"""

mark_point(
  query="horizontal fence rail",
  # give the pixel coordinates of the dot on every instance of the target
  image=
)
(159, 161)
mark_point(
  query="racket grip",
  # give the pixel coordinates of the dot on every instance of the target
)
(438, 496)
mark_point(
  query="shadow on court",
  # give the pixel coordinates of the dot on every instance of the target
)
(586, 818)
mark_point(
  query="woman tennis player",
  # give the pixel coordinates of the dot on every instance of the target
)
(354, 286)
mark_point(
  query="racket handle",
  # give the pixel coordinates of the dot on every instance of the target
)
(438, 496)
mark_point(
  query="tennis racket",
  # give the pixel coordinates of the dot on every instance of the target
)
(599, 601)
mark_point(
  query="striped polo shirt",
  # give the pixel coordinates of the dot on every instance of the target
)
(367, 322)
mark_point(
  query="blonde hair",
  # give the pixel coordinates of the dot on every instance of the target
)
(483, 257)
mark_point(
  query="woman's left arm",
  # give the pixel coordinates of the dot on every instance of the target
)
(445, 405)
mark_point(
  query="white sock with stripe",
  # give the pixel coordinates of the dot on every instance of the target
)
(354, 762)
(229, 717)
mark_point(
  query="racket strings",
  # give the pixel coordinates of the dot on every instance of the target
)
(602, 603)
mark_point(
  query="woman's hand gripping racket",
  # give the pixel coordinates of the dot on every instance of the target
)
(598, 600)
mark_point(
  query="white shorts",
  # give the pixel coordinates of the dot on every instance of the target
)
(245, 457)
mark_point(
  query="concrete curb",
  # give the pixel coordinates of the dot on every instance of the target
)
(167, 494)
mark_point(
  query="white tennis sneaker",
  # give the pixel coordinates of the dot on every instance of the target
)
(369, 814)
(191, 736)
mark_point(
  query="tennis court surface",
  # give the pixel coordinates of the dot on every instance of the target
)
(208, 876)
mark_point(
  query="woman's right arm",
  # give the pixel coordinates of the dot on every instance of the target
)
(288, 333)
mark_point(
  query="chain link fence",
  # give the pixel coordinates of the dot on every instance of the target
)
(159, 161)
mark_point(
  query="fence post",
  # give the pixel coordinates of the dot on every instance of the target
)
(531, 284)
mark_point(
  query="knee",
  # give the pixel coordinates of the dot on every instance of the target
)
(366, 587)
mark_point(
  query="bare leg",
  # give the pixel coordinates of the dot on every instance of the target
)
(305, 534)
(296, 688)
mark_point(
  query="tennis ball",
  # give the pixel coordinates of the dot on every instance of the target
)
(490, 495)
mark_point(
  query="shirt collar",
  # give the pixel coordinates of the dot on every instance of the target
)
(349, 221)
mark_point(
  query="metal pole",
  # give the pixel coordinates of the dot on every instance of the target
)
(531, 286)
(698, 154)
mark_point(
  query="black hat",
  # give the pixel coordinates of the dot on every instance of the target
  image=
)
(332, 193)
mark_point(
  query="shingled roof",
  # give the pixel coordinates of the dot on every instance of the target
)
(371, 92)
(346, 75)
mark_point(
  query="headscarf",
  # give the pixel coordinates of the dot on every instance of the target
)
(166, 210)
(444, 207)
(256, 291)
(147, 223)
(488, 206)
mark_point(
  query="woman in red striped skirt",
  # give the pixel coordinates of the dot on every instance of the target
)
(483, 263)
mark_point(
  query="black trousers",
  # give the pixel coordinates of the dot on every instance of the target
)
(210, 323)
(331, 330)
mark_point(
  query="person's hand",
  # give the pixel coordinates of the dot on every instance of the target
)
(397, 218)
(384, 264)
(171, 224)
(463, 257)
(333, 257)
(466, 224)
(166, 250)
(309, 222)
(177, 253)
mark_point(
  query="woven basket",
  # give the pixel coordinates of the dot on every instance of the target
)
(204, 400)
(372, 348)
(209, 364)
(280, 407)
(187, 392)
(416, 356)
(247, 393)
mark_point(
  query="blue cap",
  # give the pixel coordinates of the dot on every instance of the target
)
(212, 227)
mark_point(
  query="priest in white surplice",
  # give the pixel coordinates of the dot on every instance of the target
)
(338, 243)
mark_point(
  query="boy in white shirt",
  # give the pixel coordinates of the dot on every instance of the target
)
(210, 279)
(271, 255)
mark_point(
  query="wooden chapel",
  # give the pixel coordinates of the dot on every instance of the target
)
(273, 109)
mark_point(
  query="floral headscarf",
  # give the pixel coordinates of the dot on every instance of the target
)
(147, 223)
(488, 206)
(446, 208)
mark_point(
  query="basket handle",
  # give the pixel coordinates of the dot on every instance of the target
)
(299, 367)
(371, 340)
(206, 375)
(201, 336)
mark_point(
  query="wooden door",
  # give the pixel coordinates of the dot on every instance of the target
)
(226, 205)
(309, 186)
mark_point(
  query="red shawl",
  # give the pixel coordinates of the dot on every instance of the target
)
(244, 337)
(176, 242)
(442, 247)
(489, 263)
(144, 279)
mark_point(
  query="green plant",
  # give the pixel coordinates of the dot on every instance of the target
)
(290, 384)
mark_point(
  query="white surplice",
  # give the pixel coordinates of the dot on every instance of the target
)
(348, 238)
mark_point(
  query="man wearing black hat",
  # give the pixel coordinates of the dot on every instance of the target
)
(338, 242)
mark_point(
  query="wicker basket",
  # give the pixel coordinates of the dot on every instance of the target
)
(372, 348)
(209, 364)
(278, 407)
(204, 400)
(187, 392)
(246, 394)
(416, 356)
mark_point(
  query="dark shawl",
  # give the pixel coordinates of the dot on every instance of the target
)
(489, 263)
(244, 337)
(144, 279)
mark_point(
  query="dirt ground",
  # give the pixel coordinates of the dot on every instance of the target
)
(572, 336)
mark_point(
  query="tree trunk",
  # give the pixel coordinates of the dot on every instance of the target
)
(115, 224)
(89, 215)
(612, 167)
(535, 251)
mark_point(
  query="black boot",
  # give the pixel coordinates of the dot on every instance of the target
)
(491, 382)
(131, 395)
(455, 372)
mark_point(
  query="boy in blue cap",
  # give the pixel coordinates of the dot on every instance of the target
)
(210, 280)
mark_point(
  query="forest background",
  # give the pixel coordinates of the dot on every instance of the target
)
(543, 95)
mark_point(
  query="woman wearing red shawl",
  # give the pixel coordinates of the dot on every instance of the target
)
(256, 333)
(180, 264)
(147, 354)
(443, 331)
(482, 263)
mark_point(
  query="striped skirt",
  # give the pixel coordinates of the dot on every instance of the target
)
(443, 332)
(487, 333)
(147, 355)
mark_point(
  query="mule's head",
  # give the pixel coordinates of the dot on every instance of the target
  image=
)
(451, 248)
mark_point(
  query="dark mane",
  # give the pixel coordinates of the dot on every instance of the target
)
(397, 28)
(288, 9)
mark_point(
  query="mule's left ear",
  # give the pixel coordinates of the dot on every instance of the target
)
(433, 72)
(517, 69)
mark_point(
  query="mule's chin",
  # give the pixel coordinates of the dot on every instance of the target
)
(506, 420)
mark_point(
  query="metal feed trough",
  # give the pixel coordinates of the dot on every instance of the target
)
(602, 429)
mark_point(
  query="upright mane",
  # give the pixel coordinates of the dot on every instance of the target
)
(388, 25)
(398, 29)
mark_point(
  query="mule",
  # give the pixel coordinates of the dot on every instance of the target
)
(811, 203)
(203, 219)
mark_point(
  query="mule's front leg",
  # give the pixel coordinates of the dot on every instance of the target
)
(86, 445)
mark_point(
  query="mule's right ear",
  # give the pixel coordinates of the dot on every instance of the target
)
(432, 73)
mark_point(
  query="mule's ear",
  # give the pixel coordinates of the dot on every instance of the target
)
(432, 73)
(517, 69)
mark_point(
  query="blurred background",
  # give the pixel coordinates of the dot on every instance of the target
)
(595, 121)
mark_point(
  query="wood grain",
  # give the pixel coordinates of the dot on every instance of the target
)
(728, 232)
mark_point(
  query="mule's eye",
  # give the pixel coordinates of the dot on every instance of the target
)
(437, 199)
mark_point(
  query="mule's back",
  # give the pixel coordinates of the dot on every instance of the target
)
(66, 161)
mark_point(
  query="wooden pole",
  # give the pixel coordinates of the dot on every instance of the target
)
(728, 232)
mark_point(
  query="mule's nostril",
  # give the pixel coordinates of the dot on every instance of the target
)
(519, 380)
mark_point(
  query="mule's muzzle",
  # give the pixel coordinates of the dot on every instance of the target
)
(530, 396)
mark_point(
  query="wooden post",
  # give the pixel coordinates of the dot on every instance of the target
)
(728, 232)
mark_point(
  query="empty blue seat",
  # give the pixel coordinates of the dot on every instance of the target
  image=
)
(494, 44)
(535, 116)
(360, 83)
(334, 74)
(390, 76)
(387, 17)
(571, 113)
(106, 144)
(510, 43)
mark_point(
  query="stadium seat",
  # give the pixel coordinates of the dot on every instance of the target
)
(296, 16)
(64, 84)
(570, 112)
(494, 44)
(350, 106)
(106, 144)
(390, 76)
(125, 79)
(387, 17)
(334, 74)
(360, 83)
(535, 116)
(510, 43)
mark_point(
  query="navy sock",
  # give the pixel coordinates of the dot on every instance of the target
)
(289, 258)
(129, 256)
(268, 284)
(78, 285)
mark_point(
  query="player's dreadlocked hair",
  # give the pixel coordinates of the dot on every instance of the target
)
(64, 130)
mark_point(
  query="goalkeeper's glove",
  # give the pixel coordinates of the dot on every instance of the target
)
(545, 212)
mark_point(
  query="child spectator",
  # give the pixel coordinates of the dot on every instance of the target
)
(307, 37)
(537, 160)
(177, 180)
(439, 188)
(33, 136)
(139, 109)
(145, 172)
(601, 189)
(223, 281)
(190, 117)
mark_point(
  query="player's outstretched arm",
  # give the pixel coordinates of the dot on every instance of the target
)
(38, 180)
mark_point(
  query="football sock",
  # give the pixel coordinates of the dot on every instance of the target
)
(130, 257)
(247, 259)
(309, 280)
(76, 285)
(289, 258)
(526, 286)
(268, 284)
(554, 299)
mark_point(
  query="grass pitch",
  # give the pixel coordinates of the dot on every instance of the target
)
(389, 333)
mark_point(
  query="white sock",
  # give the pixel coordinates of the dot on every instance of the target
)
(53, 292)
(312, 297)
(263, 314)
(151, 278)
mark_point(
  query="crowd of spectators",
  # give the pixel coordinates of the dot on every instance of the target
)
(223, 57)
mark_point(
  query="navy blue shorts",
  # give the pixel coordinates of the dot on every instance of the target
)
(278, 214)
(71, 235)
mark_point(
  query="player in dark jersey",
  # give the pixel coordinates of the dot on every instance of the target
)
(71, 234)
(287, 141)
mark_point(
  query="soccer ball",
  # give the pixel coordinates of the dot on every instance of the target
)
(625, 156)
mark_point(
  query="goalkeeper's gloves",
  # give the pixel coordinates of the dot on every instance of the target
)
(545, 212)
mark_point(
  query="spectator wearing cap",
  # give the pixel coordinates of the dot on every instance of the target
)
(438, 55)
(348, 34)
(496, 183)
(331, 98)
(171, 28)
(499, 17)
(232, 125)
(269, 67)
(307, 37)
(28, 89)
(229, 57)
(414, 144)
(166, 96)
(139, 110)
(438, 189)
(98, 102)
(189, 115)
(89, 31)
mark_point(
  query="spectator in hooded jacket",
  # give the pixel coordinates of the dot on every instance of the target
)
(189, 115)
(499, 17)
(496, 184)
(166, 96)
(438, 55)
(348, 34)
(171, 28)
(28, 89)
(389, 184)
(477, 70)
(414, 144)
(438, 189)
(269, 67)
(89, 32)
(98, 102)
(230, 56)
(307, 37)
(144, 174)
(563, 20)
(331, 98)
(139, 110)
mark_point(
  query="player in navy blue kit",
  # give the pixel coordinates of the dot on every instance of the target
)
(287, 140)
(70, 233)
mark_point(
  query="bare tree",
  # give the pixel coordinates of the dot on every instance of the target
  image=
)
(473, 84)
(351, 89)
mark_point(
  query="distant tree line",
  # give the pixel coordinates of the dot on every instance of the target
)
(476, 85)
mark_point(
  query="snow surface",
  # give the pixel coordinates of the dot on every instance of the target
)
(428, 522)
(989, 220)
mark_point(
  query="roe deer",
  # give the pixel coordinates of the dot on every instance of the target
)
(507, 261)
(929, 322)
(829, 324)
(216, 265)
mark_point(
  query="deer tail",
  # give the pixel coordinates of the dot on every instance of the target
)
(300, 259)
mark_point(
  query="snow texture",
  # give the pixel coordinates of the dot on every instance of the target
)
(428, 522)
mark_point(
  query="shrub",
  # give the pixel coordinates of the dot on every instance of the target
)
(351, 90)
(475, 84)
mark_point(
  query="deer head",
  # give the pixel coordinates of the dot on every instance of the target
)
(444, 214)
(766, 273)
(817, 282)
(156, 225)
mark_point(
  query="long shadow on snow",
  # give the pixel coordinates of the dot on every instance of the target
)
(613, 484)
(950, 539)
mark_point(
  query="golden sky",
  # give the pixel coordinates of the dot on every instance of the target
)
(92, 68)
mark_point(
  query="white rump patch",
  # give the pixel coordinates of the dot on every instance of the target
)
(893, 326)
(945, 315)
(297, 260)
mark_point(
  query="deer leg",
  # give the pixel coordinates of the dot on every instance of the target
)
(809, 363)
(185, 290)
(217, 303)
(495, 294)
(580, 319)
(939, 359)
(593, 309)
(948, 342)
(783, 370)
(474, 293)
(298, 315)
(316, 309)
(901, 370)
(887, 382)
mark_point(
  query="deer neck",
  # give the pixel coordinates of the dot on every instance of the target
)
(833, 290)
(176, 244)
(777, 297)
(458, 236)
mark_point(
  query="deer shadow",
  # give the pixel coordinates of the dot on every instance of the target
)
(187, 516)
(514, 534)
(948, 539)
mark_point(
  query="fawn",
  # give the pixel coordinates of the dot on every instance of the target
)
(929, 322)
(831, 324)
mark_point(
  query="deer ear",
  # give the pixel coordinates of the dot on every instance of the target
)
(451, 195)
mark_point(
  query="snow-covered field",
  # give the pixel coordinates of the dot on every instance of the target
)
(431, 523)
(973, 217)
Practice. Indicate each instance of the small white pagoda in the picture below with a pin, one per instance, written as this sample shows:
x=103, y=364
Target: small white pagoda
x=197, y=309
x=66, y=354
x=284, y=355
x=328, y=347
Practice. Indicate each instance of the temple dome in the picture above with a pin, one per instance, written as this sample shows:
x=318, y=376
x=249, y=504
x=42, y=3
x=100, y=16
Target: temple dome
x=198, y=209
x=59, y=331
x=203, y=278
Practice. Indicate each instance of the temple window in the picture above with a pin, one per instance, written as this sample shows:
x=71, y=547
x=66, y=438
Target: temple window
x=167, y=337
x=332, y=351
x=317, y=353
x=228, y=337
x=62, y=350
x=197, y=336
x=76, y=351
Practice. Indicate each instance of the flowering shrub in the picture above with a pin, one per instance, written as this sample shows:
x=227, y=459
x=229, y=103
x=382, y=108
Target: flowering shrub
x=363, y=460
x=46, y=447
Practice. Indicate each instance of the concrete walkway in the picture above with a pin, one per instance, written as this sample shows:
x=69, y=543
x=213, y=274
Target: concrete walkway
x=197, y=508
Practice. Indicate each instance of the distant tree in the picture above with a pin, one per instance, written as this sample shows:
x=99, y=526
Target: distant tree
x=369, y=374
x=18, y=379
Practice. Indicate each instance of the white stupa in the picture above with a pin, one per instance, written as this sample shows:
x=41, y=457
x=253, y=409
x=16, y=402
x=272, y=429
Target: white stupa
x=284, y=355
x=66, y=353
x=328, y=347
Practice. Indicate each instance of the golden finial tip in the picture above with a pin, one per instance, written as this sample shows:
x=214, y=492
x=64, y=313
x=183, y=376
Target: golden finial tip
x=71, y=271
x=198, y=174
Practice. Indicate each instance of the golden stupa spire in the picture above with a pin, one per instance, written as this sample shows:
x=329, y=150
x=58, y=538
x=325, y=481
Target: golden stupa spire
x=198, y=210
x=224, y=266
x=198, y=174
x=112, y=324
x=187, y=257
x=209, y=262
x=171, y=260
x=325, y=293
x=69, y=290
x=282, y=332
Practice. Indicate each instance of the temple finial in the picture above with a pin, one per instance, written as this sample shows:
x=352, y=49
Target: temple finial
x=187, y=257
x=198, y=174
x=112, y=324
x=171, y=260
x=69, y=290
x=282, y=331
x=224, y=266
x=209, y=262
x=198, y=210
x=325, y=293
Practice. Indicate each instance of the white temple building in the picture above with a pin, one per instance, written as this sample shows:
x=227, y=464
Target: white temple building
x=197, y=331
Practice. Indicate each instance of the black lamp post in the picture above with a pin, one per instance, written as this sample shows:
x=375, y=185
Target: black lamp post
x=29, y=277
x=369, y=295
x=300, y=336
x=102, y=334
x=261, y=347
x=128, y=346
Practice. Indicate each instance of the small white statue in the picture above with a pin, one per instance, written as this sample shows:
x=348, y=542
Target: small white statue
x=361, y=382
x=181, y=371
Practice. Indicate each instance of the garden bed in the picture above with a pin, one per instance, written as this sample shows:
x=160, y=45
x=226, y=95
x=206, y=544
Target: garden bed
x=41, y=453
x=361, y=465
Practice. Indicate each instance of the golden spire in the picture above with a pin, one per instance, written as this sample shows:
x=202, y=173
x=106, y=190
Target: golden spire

"""

Retype word for word everything in the listing above from the line that holds "x=213, y=274" down to the line that holds "x=183, y=376". Keep both end lines and leave out the rest.

x=213, y=274
Target: concrete walkway
x=197, y=508
Practice. Indicate each instance of the distant tree in the picture above with a pin, one per instance, written as this sample shows:
x=99, y=526
Target: distant tree
x=369, y=374
x=18, y=379
Practice. Indicate each instance of the white stupa in the picture above with a pin, one per instance, written as this sample shows:
x=41, y=457
x=253, y=409
x=16, y=402
x=272, y=429
Target: white stupa
x=284, y=355
x=66, y=353
x=328, y=347
Practice. Indicate each instance of the golden finial tip in the picture above with a pin, one per instance, written as this sample shows:
x=214, y=492
x=64, y=313
x=183, y=376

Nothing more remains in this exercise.